Deploy with OpenVINO Model Server

OpenShift AI makes deployment simple. We use the OpenVINO Model Server runtime.

1. Upload the ONNX model to an S3-compatible bucket (or back to GCS).
2. In the OpenShift AI dashboard, create a model server.
3. Deploy the model to expose an inference endpoint using gRPC or REST.

!curl -X POST -H "Content-Type: application/json" \
-d '{"inputs": [{"name": "input:0", "shape": [1, 5], "datatype": "FP32", "data": [720, 95000, 35000, 60, 0.04]}]}' \
https://interest-rate-loan-rate-model.apps.<domain>/v2/models/interest-rate/infer

{
    "model_name": "interest-rate",
    "model_version": "5",
    "outputs": [{
            "name": "Identity:0",
            "shape": [1, 1],
            "datatype": "FP32",
            "data": [11.088425636291504]
        }]
}

As you can see, the request returns a predicted interest rate of 11.08% for these inputs. We now have two endpoints:

• Vertex AI: This endpoint decides if a loan is approved.
• OpenShift AI: This endpoint determines the interest rate for the approved loans.

Next, we combine these two endpoints in the frontend UI to route traffic between the models.
---
Please state, in one sentence, what the OpenShift AI endpoint determines according to the passage on OpenVINO Model Server. The rows below have no connection to the passage on OpenVINO Model Server.
---
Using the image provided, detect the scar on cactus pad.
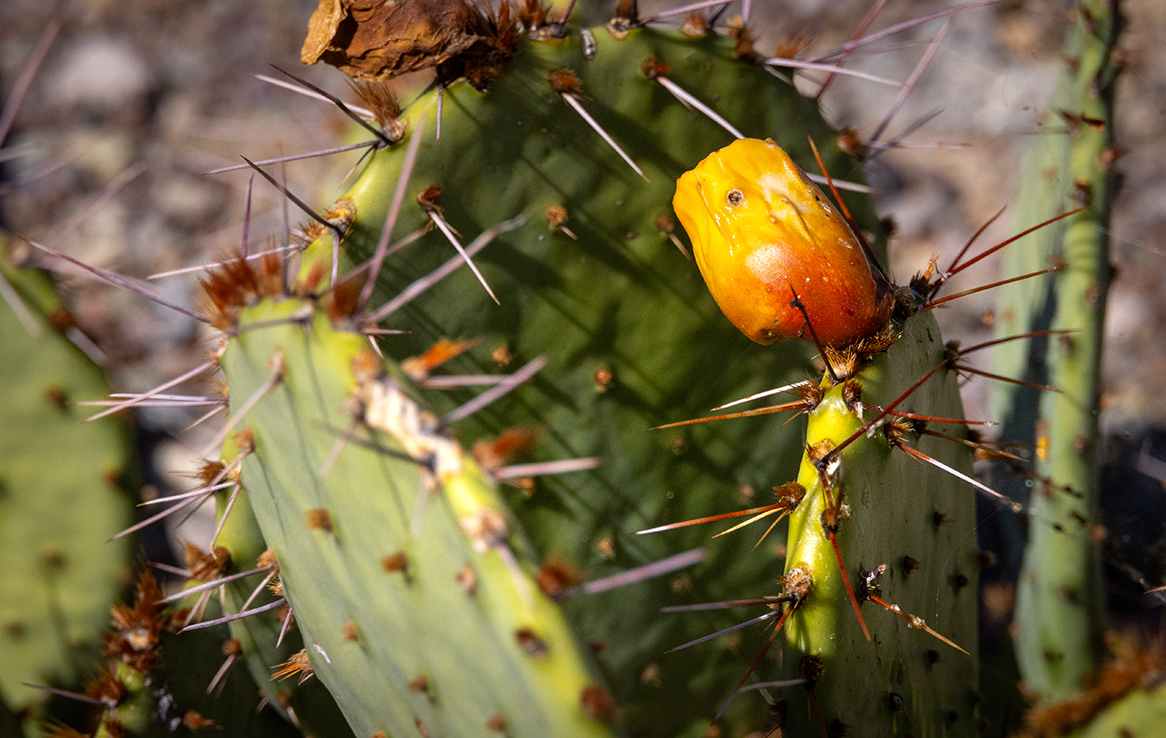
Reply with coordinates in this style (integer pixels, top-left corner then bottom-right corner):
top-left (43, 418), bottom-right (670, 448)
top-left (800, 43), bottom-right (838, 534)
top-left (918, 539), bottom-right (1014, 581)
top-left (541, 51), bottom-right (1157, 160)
top-left (22, 3), bottom-right (1128, 735)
---
**Solution to this problem:**
The OpenShift AI endpoint determines the interest rate for the approved loans.